*RECORDED INFORMATION*:
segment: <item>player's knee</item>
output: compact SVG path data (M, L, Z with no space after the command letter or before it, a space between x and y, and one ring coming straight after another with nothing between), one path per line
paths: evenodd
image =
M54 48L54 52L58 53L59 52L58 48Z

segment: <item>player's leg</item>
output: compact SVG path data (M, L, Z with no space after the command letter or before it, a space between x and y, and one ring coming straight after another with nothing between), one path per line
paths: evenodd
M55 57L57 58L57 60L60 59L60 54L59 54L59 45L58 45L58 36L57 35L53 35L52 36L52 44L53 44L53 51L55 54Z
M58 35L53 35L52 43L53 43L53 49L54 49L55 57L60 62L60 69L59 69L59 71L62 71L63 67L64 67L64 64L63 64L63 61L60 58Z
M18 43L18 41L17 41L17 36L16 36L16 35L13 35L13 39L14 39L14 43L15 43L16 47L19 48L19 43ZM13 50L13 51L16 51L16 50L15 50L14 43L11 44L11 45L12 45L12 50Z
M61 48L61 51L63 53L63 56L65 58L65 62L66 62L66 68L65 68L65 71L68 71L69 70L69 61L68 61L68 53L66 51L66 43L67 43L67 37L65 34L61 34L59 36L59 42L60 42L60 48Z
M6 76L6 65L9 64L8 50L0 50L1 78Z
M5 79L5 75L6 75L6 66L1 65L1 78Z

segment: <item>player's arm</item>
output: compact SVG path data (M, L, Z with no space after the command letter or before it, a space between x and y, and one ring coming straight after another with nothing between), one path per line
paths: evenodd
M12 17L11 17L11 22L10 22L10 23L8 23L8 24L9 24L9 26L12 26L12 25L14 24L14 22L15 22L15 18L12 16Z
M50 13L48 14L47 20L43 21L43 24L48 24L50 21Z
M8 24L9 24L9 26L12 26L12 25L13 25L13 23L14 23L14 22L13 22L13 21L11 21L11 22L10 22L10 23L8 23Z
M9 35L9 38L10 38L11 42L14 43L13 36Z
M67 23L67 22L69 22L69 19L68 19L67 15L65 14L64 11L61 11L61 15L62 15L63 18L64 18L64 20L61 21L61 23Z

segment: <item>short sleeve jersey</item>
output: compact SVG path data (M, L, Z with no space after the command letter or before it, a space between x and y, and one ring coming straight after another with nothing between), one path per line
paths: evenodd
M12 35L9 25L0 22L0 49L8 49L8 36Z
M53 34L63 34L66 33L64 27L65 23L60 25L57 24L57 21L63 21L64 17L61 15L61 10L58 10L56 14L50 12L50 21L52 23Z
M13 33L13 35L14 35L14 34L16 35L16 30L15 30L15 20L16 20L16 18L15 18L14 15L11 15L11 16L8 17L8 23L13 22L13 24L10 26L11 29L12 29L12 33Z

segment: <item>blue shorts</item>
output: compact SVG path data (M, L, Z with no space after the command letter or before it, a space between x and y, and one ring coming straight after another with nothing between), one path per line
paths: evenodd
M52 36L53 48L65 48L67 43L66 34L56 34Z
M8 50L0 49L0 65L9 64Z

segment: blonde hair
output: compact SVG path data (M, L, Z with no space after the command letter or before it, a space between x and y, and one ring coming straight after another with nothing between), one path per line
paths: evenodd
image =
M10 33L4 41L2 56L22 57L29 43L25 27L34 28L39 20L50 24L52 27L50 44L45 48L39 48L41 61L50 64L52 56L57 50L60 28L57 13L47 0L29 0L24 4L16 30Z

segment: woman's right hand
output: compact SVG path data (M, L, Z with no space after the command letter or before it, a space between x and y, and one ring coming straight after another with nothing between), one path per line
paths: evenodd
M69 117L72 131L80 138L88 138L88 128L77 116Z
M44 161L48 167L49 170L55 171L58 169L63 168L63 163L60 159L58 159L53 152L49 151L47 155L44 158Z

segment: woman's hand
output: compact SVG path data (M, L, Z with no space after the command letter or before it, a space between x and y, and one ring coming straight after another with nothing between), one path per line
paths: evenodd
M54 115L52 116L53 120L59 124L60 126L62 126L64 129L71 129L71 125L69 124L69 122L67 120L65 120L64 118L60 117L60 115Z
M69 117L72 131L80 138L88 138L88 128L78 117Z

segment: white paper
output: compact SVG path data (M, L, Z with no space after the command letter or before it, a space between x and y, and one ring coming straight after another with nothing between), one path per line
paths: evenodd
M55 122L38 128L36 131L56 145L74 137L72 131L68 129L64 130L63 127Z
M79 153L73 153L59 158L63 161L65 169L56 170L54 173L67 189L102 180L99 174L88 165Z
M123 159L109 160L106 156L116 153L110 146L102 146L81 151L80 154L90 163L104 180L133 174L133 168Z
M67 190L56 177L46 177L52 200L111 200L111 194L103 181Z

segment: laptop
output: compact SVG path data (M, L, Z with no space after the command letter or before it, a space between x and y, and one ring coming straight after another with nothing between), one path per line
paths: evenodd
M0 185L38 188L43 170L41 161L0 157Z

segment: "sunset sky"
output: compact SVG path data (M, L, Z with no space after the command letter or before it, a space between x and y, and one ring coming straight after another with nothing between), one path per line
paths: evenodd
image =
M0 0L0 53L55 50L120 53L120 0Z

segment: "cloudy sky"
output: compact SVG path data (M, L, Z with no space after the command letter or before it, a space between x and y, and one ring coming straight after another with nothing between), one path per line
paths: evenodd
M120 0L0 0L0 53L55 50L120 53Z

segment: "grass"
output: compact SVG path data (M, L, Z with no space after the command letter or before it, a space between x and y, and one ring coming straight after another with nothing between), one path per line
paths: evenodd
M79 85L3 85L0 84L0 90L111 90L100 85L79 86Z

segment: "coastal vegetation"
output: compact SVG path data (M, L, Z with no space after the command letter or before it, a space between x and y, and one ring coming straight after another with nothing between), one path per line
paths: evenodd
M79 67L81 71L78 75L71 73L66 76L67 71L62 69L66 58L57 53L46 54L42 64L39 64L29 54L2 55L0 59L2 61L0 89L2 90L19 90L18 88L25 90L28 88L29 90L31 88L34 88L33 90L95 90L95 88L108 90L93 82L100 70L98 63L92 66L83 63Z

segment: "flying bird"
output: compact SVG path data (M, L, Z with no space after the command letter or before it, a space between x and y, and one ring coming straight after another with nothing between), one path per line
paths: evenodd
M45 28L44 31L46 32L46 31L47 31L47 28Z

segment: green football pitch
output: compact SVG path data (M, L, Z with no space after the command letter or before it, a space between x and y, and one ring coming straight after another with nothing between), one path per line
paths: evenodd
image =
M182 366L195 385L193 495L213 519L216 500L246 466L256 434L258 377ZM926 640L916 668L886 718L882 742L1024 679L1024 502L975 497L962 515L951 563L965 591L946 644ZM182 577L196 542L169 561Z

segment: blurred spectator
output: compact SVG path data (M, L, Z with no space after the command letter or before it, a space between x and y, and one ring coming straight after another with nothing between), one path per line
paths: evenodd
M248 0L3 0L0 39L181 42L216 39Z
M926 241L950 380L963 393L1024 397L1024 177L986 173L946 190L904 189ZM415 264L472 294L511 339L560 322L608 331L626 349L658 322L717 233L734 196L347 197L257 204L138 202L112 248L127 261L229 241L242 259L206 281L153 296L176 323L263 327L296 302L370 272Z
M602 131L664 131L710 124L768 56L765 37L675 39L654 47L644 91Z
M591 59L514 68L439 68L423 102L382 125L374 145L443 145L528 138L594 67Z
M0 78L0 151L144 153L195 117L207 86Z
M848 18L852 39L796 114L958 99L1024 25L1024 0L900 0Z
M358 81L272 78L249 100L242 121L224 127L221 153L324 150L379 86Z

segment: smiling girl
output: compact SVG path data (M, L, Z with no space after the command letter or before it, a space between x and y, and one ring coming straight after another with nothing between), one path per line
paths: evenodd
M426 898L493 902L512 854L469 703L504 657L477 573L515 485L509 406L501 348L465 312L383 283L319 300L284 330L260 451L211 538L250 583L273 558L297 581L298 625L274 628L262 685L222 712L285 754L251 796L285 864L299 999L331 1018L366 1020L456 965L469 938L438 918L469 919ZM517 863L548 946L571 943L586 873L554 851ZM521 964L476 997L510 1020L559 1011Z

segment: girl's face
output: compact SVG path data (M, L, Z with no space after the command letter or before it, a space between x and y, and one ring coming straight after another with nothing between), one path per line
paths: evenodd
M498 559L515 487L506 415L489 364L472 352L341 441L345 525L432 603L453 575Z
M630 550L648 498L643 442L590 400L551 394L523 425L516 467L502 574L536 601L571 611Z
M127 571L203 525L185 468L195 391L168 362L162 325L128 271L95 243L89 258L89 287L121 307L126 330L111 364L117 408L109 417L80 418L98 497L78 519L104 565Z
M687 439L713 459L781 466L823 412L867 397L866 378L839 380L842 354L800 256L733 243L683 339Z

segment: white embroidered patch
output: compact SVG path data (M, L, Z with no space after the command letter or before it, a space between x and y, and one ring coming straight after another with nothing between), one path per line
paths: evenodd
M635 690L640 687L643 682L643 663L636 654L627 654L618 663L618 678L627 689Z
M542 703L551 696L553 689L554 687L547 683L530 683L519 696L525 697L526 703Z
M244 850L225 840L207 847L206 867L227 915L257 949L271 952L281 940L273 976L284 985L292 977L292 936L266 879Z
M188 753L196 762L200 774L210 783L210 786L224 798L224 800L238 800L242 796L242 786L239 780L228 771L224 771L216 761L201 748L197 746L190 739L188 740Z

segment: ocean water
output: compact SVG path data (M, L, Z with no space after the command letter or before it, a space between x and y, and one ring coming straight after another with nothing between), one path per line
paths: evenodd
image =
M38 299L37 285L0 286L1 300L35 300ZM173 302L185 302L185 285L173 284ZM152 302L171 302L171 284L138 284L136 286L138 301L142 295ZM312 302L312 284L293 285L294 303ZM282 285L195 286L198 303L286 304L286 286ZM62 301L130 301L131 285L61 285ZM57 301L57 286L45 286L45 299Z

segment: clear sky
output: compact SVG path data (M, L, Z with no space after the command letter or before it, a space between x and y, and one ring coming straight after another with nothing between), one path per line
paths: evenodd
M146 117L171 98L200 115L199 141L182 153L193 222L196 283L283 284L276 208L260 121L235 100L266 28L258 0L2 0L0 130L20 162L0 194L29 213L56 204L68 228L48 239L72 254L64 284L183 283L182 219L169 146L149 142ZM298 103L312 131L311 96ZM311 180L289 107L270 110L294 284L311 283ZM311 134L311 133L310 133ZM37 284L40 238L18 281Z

*TASK DESCRIPTION*: Format the lines from the one containing "segment: woman's hand" through the one containing "M69 117L72 131L80 138L88 138L88 128L78 117Z", both included, as a numbered list, leaving out any blank lines.

*SOLUTION FOR THIS TASK*:
1. segment: woman's hand
2. output: compact SVG path data (M, L, Z with no space after the command letter or before it, a space between x and y, and one ring coming straight after another with nothing between), one path per line
3. paths: evenodd
4. M54 115L52 116L53 120L59 124L60 126L62 126L64 129L71 129L71 125L69 124L69 122L67 120L65 120L64 118L60 117L60 115Z
5. M69 117L72 131L80 138L88 138L88 128L78 117Z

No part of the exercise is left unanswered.